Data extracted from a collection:

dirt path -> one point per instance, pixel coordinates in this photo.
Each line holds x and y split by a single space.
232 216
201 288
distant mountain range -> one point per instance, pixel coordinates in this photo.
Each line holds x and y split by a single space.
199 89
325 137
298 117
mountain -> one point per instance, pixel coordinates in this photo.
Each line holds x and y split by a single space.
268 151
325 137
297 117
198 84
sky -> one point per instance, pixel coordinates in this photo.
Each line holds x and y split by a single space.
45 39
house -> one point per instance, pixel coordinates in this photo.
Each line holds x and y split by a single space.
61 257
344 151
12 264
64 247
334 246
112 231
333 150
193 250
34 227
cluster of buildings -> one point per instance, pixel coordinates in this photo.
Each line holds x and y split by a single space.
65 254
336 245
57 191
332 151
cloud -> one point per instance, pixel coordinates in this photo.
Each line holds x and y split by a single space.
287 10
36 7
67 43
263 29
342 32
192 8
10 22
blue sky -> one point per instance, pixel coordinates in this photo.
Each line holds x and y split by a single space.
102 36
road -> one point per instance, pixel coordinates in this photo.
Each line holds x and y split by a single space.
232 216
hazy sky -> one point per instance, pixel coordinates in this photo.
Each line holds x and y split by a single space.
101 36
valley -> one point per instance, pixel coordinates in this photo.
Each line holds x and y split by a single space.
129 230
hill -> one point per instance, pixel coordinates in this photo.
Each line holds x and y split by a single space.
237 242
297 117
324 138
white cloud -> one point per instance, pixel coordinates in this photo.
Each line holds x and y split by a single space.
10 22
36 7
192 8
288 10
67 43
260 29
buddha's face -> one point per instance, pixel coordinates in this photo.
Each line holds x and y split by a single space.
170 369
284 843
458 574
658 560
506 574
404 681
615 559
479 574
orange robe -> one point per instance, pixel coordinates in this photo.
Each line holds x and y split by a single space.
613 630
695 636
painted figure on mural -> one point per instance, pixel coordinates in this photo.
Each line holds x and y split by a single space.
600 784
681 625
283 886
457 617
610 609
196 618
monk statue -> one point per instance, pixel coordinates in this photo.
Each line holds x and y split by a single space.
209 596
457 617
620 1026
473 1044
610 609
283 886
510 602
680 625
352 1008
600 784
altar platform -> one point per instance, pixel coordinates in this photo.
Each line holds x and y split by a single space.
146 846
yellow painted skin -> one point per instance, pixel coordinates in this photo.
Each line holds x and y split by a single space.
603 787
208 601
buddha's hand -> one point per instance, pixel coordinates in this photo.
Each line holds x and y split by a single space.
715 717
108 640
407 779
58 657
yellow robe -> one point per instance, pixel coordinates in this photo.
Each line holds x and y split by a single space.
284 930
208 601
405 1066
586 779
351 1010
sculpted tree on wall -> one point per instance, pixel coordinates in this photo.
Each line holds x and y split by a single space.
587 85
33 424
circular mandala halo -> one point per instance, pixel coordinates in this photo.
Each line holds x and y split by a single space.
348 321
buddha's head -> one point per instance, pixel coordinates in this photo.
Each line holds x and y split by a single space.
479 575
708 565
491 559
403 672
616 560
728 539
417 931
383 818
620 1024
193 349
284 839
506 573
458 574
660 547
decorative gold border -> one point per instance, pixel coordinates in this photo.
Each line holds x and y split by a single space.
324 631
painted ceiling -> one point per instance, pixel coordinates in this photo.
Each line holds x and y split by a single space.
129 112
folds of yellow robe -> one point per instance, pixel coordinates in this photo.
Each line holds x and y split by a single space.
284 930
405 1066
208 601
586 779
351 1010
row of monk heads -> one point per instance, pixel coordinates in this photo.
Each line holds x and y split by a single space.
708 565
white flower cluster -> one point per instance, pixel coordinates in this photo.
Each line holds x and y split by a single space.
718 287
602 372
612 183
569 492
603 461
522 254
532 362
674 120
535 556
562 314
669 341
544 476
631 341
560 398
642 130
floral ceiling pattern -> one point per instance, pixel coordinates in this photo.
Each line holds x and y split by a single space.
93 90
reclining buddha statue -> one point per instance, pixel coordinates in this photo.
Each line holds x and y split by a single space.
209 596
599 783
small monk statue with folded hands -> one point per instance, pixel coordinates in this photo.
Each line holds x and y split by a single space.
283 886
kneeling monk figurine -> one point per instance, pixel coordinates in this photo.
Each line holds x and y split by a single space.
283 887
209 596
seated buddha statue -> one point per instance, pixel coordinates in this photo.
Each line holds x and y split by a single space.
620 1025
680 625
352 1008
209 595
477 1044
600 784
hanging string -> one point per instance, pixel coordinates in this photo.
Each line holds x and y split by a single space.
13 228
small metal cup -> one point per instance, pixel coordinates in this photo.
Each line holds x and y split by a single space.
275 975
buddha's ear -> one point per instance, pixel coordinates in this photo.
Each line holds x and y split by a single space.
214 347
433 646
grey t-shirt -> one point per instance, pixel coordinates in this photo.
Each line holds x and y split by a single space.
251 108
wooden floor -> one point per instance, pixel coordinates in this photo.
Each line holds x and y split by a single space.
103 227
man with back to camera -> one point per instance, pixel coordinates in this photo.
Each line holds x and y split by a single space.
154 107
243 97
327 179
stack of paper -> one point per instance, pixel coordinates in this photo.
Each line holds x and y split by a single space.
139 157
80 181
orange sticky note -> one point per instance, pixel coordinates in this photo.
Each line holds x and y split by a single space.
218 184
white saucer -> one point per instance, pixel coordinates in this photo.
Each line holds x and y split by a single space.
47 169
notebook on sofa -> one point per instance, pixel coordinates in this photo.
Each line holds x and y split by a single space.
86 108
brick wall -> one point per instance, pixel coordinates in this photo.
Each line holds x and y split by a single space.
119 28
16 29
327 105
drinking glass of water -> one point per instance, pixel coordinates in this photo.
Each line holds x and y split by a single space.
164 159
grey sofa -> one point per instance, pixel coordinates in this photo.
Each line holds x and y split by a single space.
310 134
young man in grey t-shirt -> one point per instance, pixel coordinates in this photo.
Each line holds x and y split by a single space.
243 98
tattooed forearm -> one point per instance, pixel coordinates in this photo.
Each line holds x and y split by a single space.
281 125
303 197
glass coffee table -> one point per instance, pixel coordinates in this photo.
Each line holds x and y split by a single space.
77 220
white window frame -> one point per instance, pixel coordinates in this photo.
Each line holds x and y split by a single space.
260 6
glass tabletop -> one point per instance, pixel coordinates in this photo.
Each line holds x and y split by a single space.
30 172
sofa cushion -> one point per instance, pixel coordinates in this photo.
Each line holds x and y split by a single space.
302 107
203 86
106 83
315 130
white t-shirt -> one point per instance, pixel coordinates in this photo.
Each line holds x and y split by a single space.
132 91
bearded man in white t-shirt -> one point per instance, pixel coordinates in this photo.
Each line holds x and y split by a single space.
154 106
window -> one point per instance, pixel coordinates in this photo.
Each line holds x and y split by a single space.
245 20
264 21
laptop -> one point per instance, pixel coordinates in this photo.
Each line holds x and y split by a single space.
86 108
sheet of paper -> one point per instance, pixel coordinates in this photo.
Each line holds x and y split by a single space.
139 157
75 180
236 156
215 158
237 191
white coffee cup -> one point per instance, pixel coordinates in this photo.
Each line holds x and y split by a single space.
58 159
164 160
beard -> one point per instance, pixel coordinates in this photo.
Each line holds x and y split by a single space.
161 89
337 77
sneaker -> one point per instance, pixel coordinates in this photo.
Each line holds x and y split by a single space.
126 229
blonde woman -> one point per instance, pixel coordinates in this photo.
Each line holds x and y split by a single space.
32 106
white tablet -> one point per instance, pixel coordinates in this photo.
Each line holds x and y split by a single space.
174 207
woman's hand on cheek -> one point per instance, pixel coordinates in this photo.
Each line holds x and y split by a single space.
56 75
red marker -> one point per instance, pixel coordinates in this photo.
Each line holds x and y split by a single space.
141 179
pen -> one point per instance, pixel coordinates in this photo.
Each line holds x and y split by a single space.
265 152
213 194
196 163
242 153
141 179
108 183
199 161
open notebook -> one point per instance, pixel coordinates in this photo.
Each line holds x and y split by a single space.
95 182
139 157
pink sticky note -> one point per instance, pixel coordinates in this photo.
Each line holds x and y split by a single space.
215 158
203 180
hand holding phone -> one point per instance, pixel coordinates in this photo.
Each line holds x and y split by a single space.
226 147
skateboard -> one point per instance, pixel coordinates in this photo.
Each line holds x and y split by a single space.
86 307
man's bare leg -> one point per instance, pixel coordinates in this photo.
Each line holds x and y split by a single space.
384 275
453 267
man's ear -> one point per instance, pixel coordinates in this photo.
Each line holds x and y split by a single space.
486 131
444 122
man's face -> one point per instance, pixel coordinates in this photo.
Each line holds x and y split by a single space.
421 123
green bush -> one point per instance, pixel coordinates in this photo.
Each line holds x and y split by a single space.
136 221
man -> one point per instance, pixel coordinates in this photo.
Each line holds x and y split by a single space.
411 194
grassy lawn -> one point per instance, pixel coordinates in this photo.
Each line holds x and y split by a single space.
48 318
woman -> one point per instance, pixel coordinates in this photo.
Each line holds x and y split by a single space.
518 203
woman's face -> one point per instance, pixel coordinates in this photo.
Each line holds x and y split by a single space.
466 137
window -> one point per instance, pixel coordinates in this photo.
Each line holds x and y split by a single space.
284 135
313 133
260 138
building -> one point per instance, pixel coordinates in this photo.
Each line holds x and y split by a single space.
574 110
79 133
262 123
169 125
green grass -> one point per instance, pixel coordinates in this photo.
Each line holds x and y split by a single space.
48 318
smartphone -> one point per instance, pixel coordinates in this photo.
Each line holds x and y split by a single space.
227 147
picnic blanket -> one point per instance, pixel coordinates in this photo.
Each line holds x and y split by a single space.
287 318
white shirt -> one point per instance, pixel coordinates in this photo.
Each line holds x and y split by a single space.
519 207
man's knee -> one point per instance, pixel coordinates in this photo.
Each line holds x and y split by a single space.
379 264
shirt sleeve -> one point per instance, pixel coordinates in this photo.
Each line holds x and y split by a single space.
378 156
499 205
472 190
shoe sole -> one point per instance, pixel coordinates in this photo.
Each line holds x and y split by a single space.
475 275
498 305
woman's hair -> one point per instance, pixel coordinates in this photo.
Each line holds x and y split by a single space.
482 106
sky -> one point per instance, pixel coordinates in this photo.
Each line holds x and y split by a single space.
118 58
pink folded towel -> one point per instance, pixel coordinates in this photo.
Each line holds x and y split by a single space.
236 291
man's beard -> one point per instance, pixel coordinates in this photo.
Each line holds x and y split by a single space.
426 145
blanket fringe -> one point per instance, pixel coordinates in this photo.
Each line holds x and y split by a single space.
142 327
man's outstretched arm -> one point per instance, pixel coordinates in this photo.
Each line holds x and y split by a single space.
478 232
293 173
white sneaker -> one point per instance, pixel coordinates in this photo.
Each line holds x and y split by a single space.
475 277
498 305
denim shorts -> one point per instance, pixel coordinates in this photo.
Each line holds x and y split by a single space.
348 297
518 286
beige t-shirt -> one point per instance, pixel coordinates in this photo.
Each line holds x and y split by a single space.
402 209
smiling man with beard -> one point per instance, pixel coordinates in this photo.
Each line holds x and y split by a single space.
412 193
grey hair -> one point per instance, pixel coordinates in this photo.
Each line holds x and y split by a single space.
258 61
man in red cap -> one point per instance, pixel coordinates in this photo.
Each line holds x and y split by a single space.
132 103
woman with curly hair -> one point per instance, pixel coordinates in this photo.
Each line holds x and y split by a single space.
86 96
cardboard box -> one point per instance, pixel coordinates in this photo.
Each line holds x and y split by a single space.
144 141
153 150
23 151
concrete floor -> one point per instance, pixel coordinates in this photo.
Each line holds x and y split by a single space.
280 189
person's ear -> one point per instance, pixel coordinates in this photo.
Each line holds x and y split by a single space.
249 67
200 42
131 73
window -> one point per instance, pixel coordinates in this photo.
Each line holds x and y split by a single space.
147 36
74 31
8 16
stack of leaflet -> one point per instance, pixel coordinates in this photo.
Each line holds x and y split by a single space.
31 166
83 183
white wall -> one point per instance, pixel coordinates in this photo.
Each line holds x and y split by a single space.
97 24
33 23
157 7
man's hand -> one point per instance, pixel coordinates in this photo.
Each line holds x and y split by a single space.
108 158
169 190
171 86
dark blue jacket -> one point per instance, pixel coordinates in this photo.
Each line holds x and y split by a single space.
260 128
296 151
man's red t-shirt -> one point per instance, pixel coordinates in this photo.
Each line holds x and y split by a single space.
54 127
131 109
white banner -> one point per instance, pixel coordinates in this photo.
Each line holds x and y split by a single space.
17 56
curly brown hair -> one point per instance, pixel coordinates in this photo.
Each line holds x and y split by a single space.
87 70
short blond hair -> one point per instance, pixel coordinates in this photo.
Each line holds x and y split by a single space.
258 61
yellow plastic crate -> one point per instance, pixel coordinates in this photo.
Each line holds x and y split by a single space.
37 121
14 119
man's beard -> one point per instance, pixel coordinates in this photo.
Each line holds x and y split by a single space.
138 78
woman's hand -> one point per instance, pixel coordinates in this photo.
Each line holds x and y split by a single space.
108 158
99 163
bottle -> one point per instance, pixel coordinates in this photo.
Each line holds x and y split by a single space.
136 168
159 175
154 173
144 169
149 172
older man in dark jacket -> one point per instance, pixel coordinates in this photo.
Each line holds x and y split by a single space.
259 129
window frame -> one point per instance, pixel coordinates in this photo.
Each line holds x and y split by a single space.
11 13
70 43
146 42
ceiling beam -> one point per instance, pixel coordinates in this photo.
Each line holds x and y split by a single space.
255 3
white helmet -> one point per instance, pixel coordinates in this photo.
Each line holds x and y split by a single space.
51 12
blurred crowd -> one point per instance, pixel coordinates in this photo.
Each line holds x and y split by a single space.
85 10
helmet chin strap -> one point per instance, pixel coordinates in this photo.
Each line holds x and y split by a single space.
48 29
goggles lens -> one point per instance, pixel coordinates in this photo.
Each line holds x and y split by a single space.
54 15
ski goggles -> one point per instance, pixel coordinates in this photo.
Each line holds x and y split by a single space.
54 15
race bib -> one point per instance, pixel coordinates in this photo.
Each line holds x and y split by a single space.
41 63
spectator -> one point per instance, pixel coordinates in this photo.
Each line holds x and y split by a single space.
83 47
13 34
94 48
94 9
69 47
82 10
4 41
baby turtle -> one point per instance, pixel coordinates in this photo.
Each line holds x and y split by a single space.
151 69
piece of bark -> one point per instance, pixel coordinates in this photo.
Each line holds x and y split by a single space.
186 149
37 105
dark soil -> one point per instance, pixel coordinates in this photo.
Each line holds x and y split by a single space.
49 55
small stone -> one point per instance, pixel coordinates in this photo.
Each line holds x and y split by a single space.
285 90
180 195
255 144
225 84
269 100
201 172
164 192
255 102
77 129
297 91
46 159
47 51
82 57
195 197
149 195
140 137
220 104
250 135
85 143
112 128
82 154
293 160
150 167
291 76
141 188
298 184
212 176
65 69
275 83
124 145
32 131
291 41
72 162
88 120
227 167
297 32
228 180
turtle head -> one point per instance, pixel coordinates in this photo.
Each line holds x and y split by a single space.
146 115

EXERCISE INSTRUCTIONS – Repeat word for word every line from the one that holds "goggles lens ->" to the end. Both ends count.

TASK ANSWER –
goggles lens -> one point per instance, pixel coordinates in this photo.
Each line holds x and y split by a single space.
54 15
ski goggles -> one point per instance, pixel coordinates in this photo.
Each line holds x and y split by a single space.
54 15
race bib -> one point per instance, pixel coordinates in this photo.
Each line holds x and y split by a single space.
41 63
spectator -> one point per instance, pixel coordinates in this photo.
Each line holds x and y split by a single space.
83 47
13 34
94 48
94 9
69 47
82 10
4 41
baby turtle -> one point per instance, pixel coordinates in this photo.
Each line holds x and y split by a single space.
151 69
piece of bark -> one point per instance, pixel coordinates in this photo.
Each line holds x and y split by a single space.
186 149
37 105
dark soil -> one point per instance, pixel coordinates in this photo.
Each line holds x and y split by a single space.
49 55
small stone -> one point per instance, pixel coordinates in this photo.
Each line holds x and y split by a single space.
285 90
180 195
255 144
225 84
269 100
201 172
164 192
255 102
77 129
297 91
46 159
47 51
82 57
195 197
149 195
140 137
220 104
250 135
85 143
112 128
82 154
293 160
150 167
291 76
141 188
298 184
212 176
65 69
275 83
124 145
32 131
291 41
72 162
88 120
227 167
297 32
228 180
turtle head -> one point per instance, pixel coordinates in this photo.
Each line holds x and y split by a single space.
146 115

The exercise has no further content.